WORK INSTRUCTIONS:
Which lines in the items below contain the word "grille"? Copy each one in full, matching case exactly.

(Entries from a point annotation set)
>> BEGIN

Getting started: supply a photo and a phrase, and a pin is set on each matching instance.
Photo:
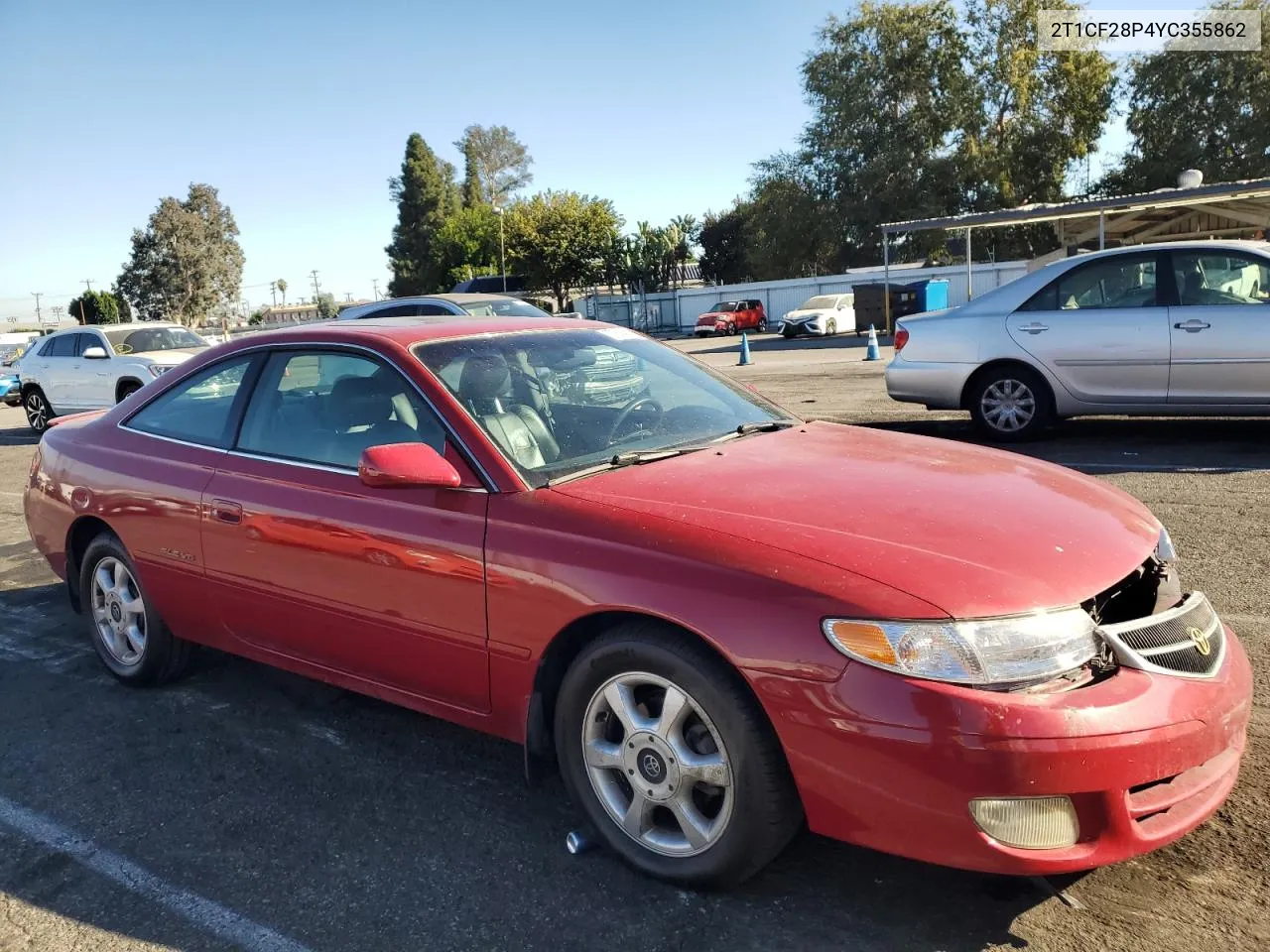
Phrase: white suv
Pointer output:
(90, 368)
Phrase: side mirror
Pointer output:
(407, 465)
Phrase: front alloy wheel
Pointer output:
(37, 412)
(658, 765)
(668, 753)
(118, 612)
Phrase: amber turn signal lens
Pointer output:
(862, 640)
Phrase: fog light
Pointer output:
(1028, 823)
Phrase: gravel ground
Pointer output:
(250, 809)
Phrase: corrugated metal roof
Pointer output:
(1088, 207)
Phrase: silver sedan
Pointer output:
(1169, 329)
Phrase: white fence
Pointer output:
(679, 309)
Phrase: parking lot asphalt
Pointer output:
(244, 807)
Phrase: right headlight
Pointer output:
(982, 653)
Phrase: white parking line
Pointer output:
(203, 912)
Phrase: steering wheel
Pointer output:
(626, 414)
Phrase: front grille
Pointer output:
(1187, 640)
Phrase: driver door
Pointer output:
(1101, 327)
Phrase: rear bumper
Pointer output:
(938, 385)
(892, 765)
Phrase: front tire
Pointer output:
(1011, 404)
(672, 760)
(127, 634)
(37, 409)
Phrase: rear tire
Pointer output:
(620, 760)
(1011, 404)
(127, 634)
(37, 409)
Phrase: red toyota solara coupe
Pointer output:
(991, 665)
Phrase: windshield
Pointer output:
(566, 400)
(150, 339)
(503, 307)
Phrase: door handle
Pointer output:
(226, 512)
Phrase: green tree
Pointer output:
(558, 240)
(426, 195)
(790, 230)
(466, 244)
(724, 244)
(498, 164)
(187, 261)
(1206, 111)
(326, 306)
(95, 307)
(1034, 114)
(889, 91)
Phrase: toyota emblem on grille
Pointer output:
(1201, 640)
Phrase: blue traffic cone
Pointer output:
(871, 353)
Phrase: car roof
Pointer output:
(408, 331)
(131, 325)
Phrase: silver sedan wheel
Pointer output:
(37, 412)
(118, 612)
(658, 765)
(1008, 405)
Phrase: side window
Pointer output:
(1219, 277)
(1124, 281)
(197, 411)
(86, 340)
(62, 345)
(326, 408)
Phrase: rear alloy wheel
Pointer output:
(672, 760)
(1011, 405)
(39, 413)
(130, 638)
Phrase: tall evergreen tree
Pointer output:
(474, 191)
(426, 195)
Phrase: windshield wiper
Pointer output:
(757, 426)
(634, 457)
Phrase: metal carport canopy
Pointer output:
(1166, 213)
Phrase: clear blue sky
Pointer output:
(299, 112)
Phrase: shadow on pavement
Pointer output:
(343, 823)
(775, 343)
(1120, 444)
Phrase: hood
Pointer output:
(974, 532)
(168, 357)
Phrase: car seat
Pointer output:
(520, 431)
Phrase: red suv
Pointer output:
(731, 316)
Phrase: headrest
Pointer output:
(484, 376)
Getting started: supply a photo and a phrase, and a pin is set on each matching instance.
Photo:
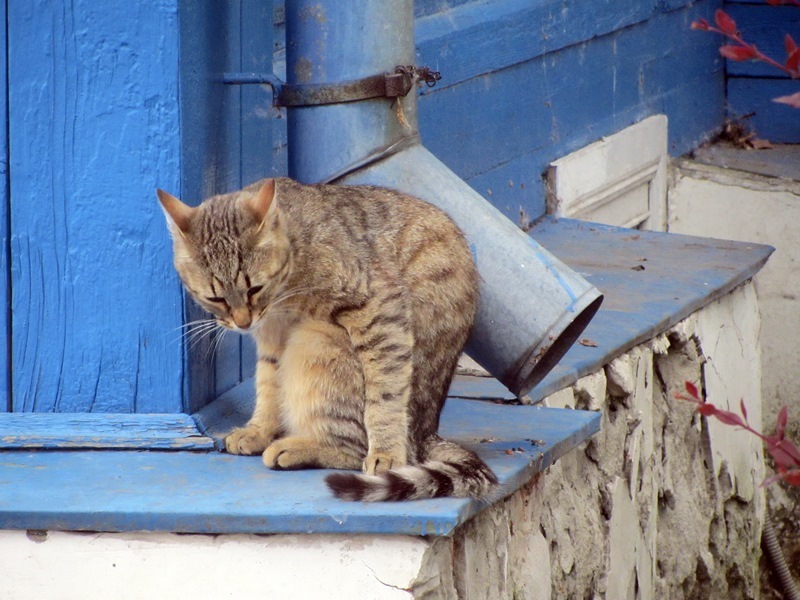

>> END

COMPLETED EXERCISE:
Phrase: front grille
Phrase: toyota emblem on grille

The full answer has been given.